## PROBLEM DETAILS
Each line of the listing that includes the string "parking" is to be identified and copied.

## DATA

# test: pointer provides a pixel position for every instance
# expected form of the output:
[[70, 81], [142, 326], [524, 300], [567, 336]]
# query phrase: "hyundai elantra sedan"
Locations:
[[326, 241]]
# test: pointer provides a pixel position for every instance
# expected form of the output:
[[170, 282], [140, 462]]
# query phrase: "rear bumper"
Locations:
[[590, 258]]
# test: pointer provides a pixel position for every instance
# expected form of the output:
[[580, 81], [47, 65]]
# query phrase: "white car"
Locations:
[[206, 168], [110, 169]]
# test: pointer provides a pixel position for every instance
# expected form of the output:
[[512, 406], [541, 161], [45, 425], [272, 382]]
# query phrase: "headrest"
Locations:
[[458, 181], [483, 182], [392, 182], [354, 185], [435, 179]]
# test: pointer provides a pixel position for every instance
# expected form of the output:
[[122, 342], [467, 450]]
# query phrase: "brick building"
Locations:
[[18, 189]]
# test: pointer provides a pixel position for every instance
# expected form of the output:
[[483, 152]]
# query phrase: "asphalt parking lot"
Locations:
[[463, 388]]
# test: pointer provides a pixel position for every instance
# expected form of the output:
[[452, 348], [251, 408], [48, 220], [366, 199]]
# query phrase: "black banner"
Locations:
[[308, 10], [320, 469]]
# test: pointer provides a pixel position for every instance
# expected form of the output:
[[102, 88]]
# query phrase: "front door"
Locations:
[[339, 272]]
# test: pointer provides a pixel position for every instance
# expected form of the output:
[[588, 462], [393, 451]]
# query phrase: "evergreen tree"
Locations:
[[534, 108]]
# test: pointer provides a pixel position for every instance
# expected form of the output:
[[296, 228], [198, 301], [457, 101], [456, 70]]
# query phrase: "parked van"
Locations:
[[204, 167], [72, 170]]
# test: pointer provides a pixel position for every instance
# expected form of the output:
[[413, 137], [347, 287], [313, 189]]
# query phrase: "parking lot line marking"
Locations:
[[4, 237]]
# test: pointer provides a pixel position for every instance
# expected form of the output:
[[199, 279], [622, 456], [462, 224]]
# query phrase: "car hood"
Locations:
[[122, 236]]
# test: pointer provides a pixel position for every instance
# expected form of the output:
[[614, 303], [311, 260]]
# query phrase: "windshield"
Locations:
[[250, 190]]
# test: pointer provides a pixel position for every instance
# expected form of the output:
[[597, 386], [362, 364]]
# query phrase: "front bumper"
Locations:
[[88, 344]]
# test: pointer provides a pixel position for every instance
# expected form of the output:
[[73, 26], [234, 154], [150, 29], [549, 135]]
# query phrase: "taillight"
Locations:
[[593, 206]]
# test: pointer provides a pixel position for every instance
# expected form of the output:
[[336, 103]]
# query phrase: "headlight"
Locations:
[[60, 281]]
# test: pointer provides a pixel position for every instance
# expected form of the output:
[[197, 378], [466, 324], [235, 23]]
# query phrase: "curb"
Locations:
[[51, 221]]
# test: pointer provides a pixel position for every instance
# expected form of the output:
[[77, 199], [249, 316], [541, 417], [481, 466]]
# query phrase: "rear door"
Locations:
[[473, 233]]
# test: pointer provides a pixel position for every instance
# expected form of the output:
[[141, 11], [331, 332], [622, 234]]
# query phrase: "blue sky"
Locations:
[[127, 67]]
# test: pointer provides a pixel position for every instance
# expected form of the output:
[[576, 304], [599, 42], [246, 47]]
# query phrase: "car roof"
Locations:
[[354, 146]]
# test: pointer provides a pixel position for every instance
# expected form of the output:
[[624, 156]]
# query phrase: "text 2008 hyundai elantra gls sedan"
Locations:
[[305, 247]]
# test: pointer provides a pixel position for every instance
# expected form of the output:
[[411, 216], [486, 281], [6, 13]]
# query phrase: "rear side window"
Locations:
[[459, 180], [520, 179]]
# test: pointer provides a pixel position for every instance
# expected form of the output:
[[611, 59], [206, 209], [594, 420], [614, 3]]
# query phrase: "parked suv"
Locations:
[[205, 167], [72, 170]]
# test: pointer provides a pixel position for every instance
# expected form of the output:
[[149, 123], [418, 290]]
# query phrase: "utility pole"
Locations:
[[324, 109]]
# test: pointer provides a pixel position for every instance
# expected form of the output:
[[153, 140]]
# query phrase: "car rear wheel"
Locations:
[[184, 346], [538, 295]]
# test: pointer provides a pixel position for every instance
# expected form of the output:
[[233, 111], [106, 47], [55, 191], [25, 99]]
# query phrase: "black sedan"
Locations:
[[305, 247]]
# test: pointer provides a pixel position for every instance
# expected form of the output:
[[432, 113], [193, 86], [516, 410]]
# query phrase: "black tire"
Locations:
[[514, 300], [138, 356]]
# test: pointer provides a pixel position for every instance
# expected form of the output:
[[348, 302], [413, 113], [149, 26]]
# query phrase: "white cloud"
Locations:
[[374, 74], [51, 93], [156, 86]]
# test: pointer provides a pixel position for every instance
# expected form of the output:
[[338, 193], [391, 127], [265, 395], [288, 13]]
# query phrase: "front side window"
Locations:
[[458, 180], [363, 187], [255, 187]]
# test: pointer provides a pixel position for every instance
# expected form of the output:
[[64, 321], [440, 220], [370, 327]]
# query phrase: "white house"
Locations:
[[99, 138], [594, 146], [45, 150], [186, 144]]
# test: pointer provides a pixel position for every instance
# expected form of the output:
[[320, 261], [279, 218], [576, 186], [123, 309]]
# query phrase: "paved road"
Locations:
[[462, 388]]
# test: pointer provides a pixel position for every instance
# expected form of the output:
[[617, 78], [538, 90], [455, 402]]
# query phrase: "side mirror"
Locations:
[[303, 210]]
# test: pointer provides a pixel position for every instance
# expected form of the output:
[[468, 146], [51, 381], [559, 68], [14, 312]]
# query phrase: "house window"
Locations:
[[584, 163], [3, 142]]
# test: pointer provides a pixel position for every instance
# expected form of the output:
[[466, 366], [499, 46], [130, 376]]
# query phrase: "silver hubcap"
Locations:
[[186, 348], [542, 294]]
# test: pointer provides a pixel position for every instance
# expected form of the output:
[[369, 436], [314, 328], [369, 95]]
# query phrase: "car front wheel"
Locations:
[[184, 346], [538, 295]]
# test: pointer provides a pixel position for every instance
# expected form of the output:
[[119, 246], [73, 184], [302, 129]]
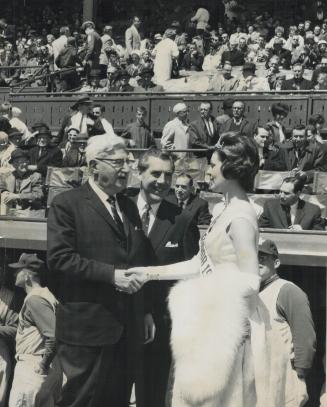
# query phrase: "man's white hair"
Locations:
[[99, 146]]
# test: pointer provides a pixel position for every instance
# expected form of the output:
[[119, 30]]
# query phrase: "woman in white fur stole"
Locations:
[[218, 339]]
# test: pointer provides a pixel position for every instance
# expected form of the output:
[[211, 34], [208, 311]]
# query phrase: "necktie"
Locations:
[[146, 218], [112, 202], [288, 215]]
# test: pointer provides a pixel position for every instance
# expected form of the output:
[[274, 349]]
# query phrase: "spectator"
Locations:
[[175, 134], [192, 60], [212, 60], [250, 82], [228, 111], [280, 112], [38, 376], [203, 132], [97, 112], [121, 82], [224, 81], [302, 155], [21, 188], [75, 155], [44, 155], [145, 83], [132, 36], [297, 82], [289, 211], [233, 55], [238, 123], [59, 44], [188, 201], [165, 52], [138, 133], [290, 321]]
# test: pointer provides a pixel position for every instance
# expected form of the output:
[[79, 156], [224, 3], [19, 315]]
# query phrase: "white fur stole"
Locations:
[[209, 316]]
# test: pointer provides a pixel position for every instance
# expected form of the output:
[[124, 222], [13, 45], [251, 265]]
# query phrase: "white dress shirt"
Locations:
[[142, 206], [103, 198]]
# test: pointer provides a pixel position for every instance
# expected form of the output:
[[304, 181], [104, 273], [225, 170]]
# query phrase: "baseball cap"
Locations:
[[30, 261], [268, 247]]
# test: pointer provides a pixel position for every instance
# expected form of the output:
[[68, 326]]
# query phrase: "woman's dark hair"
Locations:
[[240, 159], [279, 108], [316, 118]]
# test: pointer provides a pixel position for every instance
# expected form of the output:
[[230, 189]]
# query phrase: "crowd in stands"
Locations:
[[243, 52], [27, 153]]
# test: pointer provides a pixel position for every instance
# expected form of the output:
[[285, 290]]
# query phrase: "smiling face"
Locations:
[[156, 179]]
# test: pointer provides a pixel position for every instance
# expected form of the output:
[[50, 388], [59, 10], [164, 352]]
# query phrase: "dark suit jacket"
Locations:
[[174, 237], [274, 216], [289, 84], [197, 207], [199, 135], [84, 248], [51, 157]]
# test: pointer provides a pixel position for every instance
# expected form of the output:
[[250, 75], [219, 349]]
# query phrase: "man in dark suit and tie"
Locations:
[[94, 234], [204, 131], [188, 201], [289, 211], [174, 237]]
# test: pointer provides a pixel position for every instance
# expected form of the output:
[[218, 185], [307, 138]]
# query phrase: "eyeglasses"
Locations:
[[118, 163]]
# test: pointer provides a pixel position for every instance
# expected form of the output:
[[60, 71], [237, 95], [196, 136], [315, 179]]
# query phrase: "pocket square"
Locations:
[[170, 244]]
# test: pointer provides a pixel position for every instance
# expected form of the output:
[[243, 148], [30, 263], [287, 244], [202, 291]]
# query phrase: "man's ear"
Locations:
[[277, 263]]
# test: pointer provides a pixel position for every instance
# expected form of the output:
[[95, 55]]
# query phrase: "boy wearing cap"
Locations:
[[289, 332], [37, 377]]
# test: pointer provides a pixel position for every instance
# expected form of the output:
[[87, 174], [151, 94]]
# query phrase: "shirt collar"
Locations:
[[141, 204]]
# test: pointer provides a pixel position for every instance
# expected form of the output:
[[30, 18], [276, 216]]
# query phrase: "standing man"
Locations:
[[94, 233], [93, 48], [175, 134], [204, 131], [132, 36], [189, 201], [174, 237]]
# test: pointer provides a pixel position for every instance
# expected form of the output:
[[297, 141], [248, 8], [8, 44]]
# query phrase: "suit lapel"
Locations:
[[99, 207], [161, 225]]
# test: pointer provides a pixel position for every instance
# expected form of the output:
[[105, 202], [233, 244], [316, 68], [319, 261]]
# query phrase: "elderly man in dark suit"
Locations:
[[289, 211], [238, 122], [297, 82], [43, 154], [203, 132], [188, 201], [94, 234], [174, 237]]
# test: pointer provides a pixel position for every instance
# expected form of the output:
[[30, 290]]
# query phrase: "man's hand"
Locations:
[[129, 284], [10, 197], [295, 227], [149, 329]]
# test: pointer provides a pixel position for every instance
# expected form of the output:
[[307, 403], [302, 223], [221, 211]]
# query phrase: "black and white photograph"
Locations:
[[163, 203]]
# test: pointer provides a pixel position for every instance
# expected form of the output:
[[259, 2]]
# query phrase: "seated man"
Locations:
[[289, 211], [43, 154], [304, 155], [188, 201], [297, 82], [290, 330], [138, 133], [204, 131], [37, 376], [21, 188]]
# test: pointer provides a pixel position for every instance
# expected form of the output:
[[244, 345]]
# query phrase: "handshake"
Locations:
[[132, 280]]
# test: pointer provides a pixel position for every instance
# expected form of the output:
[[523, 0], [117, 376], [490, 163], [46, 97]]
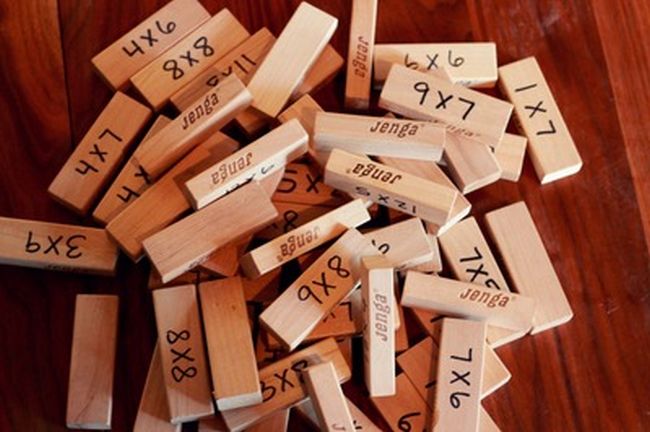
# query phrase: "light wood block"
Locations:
[[552, 150], [389, 186], [297, 48], [378, 330], [193, 126], [460, 375], [327, 397], [472, 64], [360, 53], [92, 362], [94, 161], [186, 60], [185, 244], [531, 271], [376, 136], [182, 353], [148, 40], [164, 202], [51, 246], [254, 162], [230, 344], [281, 383], [330, 279]]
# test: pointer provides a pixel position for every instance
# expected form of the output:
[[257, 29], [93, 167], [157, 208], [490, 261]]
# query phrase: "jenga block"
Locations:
[[193, 126], [185, 244], [327, 397], [378, 136], [153, 412], [471, 64], [330, 279], [462, 111], [182, 353], [390, 187], [360, 52], [92, 362], [460, 375], [148, 40], [378, 330], [255, 161], [281, 383], [129, 184], [230, 344], [53, 246], [297, 48], [93, 162], [242, 61], [178, 66], [164, 201], [552, 150], [531, 271], [304, 238]]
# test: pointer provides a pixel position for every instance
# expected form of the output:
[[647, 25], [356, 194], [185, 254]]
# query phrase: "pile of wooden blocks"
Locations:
[[354, 208]]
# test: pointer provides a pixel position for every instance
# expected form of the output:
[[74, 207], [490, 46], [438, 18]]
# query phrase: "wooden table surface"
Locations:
[[591, 374]]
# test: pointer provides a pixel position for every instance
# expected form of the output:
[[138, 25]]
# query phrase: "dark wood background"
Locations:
[[591, 374]]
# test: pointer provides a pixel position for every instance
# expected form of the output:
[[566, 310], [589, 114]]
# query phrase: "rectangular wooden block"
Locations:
[[136, 49], [187, 59], [182, 353], [53, 246], [330, 279], [92, 362], [255, 161], [531, 271], [460, 375], [96, 158], [281, 383], [360, 52], [552, 150], [389, 186], [297, 48], [230, 344], [185, 244]]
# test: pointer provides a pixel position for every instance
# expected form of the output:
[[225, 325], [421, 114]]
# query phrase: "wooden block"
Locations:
[[375, 136], [153, 412], [193, 126], [145, 42], [51, 246], [378, 330], [460, 110], [93, 162], [281, 383], [297, 48], [92, 362], [185, 244], [327, 397], [182, 353], [389, 186], [513, 231], [129, 184], [255, 161], [460, 375], [242, 61], [471, 64], [304, 238], [452, 297], [311, 297], [230, 344], [552, 150], [360, 53], [164, 201], [189, 58]]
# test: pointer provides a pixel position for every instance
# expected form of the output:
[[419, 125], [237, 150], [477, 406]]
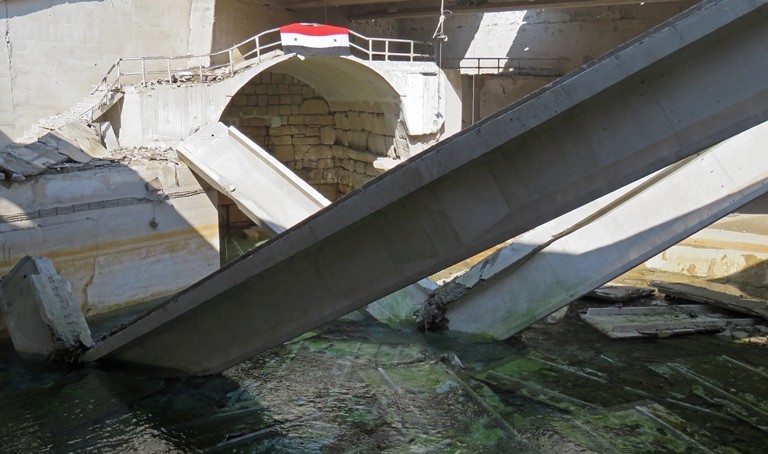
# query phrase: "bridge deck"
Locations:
[[682, 87]]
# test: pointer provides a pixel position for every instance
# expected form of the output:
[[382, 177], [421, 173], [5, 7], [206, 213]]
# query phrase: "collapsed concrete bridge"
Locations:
[[680, 88]]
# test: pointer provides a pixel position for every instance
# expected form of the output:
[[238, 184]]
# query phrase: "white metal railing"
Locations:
[[528, 66], [388, 49], [224, 63]]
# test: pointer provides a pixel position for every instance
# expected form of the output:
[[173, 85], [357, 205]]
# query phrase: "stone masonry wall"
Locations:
[[333, 150]]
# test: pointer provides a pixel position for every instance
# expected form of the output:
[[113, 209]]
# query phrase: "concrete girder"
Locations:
[[544, 270], [675, 90]]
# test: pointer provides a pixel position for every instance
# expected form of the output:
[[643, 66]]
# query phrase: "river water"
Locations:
[[356, 386]]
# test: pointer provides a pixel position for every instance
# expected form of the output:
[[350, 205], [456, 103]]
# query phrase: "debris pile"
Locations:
[[43, 317], [74, 145]]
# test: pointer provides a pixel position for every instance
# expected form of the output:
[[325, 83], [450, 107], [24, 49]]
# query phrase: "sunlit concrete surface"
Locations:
[[632, 112]]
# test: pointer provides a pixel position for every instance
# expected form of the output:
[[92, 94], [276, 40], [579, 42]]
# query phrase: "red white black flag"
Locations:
[[314, 39]]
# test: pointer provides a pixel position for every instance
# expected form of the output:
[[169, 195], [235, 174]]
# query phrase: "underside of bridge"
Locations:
[[328, 121]]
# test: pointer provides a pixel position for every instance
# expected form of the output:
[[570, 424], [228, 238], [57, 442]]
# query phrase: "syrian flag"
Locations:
[[314, 39]]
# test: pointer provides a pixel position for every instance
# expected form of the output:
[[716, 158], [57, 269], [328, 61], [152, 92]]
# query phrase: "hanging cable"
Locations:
[[439, 31]]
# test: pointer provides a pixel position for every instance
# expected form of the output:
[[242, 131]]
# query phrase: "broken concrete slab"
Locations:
[[85, 138], [619, 293], [636, 322], [18, 167], [548, 267], [721, 295], [552, 152], [264, 189], [67, 147], [41, 313], [37, 153]]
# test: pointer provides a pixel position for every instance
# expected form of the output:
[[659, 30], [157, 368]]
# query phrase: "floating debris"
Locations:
[[635, 322]]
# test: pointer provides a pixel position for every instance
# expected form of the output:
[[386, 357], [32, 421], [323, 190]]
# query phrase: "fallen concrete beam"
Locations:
[[43, 317], [271, 195], [518, 289], [262, 187], [682, 87]]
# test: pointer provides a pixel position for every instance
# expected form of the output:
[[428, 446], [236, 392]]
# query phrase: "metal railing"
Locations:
[[534, 66], [224, 63], [389, 49]]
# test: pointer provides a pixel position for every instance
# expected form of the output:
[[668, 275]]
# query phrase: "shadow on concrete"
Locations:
[[121, 232], [16, 9]]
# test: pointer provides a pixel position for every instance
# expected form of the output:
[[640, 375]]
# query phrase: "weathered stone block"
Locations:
[[319, 120], [283, 153], [358, 139], [281, 131], [280, 140], [307, 140], [328, 135], [314, 106], [319, 152]]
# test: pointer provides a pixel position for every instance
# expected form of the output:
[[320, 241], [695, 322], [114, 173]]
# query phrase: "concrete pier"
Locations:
[[676, 90], [264, 189]]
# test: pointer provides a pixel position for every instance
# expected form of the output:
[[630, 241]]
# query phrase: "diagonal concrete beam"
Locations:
[[261, 186], [682, 87], [534, 277]]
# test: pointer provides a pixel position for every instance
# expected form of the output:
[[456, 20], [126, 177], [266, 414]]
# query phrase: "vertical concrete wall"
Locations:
[[54, 52], [116, 241]]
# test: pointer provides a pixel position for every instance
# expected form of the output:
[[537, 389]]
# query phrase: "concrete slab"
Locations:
[[262, 187], [636, 322], [42, 315], [520, 289], [634, 111]]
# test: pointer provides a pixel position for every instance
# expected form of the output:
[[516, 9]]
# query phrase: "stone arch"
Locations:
[[332, 120]]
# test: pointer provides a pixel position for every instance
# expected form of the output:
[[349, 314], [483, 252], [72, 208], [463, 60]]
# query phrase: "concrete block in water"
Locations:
[[43, 317]]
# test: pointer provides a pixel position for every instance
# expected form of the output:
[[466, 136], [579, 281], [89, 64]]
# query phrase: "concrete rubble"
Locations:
[[627, 322], [74, 142], [41, 313]]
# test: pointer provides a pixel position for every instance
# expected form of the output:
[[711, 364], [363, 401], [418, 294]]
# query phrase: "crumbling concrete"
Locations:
[[43, 317], [634, 111], [265, 190]]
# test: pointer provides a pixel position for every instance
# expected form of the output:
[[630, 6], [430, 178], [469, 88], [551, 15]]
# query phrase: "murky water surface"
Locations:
[[356, 386]]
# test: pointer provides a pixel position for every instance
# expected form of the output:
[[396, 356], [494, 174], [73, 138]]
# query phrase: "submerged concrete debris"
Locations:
[[43, 317], [663, 321]]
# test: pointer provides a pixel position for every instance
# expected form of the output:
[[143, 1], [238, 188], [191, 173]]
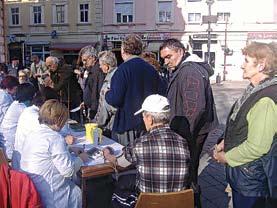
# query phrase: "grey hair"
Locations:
[[53, 59], [88, 51], [163, 117], [107, 57]]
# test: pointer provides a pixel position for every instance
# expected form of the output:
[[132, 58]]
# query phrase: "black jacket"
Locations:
[[66, 85], [190, 95]]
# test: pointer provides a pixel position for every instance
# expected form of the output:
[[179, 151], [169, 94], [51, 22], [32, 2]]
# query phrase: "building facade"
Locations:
[[154, 20], [62, 27], [56, 27], [2, 34], [236, 23]]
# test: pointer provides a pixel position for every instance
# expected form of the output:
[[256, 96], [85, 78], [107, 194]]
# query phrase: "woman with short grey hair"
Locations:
[[105, 113]]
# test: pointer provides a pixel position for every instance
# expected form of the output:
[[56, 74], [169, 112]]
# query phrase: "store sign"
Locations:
[[203, 36], [262, 35], [144, 36]]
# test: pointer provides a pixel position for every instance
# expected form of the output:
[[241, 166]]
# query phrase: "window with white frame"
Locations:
[[37, 14], [15, 16], [84, 12], [194, 17], [124, 11], [164, 11], [60, 13], [223, 16]]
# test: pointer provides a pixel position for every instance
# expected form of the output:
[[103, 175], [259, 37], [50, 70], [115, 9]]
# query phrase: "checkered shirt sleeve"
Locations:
[[162, 159]]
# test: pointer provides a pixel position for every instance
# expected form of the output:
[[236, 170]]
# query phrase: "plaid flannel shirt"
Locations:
[[162, 160]]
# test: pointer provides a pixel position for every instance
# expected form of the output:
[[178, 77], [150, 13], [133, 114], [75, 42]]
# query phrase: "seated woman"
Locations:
[[23, 97], [46, 159], [161, 156], [7, 90]]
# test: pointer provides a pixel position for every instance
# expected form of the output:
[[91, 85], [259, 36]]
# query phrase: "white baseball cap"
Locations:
[[155, 104]]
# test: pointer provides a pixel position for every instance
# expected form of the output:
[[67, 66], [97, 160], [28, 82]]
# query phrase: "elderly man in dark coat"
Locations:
[[64, 82]]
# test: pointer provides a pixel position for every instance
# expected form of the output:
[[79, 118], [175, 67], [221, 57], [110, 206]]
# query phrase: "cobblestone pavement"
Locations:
[[211, 174]]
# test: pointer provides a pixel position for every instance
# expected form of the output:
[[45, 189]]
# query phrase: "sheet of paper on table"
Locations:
[[80, 141]]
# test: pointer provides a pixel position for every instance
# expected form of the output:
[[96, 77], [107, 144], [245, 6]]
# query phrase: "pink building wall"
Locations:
[[145, 18]]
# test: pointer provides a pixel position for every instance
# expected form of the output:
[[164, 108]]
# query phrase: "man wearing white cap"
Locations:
[[161, 156]]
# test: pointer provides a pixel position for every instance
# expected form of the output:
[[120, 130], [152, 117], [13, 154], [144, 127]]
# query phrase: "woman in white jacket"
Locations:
[[46, 159], [23, 97], [7, 90]]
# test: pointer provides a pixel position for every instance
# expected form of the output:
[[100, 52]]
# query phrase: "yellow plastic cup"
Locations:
[[93, 133]]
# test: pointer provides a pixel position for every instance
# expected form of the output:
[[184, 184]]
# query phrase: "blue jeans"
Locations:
[[240, 201]]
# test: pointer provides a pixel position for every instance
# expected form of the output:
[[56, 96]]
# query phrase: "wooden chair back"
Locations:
[[181, 199], [3, 157]]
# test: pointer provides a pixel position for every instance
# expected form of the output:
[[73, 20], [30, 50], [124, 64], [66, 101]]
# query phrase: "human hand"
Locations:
[[220, 146], [219, 156], [108, 156], [84, 156], [76, 150], [48, 82], [69, 139]]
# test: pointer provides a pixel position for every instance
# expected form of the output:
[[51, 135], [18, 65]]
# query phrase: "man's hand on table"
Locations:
[[108, 156], [80, 152], [76, 150], [84, 156]]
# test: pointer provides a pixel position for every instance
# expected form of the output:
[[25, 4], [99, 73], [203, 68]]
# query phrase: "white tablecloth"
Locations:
[[82, 142]]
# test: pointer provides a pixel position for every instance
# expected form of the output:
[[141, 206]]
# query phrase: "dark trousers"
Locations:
[[195, 148], [240, 201]]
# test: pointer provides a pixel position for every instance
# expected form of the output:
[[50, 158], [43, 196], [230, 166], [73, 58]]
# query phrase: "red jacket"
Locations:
[[17, 190]]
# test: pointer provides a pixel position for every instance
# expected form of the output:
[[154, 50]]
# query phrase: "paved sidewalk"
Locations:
[[211, 174]]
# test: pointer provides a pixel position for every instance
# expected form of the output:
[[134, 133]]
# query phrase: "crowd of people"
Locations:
[[161, 117]]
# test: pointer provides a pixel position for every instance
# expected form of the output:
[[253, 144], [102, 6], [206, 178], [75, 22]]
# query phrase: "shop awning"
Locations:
[[69, 46]]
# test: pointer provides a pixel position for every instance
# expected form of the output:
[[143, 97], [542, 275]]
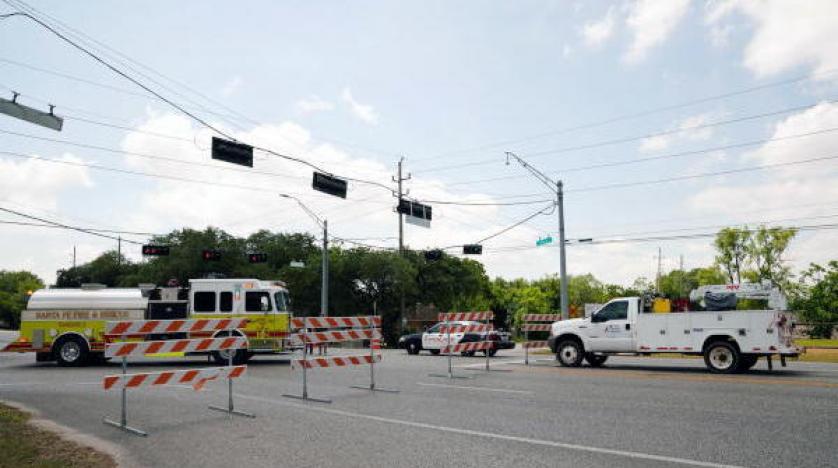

## SOLUTION FOR THIS EXERCISE
# query phrase: "asphalt parking lot"
# query phrase: "parking lot line marking"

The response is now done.